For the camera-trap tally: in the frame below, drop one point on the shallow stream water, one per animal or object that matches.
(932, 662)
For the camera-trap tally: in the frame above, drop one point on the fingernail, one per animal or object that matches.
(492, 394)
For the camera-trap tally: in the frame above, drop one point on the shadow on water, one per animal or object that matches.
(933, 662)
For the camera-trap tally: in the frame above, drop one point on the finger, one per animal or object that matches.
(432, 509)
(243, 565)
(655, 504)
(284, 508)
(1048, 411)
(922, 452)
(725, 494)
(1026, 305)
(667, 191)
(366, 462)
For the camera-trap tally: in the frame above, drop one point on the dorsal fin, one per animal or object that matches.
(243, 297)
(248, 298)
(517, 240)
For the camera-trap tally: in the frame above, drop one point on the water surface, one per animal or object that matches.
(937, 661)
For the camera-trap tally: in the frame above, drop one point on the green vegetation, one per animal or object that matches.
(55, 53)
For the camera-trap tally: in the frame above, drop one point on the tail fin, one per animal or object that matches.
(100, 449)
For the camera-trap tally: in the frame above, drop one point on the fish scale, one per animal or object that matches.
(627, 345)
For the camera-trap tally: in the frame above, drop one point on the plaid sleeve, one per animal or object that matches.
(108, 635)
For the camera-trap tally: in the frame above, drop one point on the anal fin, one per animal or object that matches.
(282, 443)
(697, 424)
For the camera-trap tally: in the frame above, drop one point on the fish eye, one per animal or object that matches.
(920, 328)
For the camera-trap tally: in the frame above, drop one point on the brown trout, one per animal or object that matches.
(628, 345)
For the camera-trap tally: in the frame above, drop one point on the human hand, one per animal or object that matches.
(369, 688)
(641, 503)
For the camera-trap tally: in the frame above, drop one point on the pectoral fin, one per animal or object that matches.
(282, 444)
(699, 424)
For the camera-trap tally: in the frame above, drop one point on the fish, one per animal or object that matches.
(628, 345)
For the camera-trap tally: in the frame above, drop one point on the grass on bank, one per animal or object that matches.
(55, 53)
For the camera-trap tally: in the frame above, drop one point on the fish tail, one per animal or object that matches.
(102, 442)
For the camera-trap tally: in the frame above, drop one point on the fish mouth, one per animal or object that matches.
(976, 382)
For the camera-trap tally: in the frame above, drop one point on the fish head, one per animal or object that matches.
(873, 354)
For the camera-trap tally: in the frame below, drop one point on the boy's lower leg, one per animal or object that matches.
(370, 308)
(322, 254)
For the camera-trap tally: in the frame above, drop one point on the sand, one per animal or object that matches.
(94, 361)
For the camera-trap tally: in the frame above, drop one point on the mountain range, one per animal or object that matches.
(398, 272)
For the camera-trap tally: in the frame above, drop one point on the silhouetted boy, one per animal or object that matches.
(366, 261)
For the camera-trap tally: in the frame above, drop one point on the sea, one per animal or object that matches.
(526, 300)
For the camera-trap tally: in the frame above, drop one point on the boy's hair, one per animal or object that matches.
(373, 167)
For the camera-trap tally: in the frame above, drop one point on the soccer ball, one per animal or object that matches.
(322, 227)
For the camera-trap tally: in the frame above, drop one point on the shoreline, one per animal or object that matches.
•••••
> **What to produce**: Repeat every record, exactly as written.

> **Finished answer**:
For the camera-trap tally: in the frame below, drop one point on the shallow stream water, one per animal or object that matches.
(932, 662)
For the camera-trap tally: in the frame above, drop one point on the fingernail, one per animal or object that matches.
(492, 394)
For the camera-trap tally: in the frame above, drop one point on the shadow on water, one per animal or object that matches.
(933, 662)
For the camera-trap tally: in the frame above, drop one point on the finger, one per animal or object that matches.
(432, 509)
(243, 565)
(655, 504)
(284, 508)
(1048, 411)
(922, 452)
(725, 494)
(1026, 305)
(667, 191)
(366, 462)
For the camera-trap tally: in the frame above, drop one point on the dorsal fin, one per animal or object that matches.
(243, 297)
(248, 298)
(517, 240)
For the camera-trap tally: in the frame above, drop one point on the water surface, one per animal or object that matches.
(937, 661)
For the camera-trap tally: in the frame above, drop one point on the green vegetation, one per animal or object that matches.
(55, 53)
For the camera-trap tally: in the frame above, drop one point on the tail fin, one per animal or object that matches.
(100, 449)
For the camera-trap tally: in the frame above, drop one point on the fish scale, one per animal or object that matches.
(627, 345)
For the camera-trap tally: in the frame above, drop one point on the plaid sleeve, one per animal or object that matches.
(108, 635)
For the camera-trap tally: in the frame above, drop one point on the anal fin, one per animal or object that matches.
(282, 443)
(697, 424)
For the camera-trap tally: in the frame above, drop one point on the fish eye, one per animal or object that matches.
(920, 328)
For the camera-trap tally: in the frame above, drop one point on the brown trout, one per animal or object that matches.
(628, 345)
For the camera-trap tally: in the frame above, drop one point on the human hand, one per animal or object that matches.
(369, 688)
(641, 503)
For the camera-trap tally: in the frame above, drop one point on the pectoral fin, one per animal or object that matches.
(282, 444)
(699, 424)
For the camera-trap tally: in the frame above, drop one point on the fish, one per animal or object that matches.
(628, 345)
For the camera-trap tally: in the frame above, drop one point on the grass on bank, one per animal or object that matches.
(55, 53)
For the camera-trap tally: in the frame above, drop one point on the fish tail, one per animal or object that matches.
(102, 442)
For the camera-trap tally: in the frame above, drop one point on the fish mouth, one per animal or object that matches.
(976, 382)
For the camera-trap tally: in the frame above, drop one point on the fish head, one per animal or object that matches.
(873, 354)
For the camera-trap tally: in the frame below, drop one point on the boy's lower leg, one per animal or object that matches.
(370, 308)
(322, 254)
For the camera-trap tally: in the frame above, drop one point on the sand, one per animal or object that matches.
(94, 361)
For the camera-trap tally: in the frame above, drop one point on the mountain range, one per animal or object that matches.
(398, 272)
For the camera-trap tally: in the frame above, drop one point on the silhouetted boy, one per animal or object that matches.
(366, 261)
For the camera-trap tally: in the frame above, drop one point on the sea, one per animal or object that matches.
(526, 300)
For the camera-trap tally: in the frame above, drop one point on the boy's hair, one per animal or object that matches.
(373, 167)
For the camera-trap tally: in the frame above, drop one point on the soccer ball, one per animal or object that matches.
(322, 227)
For the camera-trap tally: in the frame above, drop one point on the shoreline, one per animal or object that matches.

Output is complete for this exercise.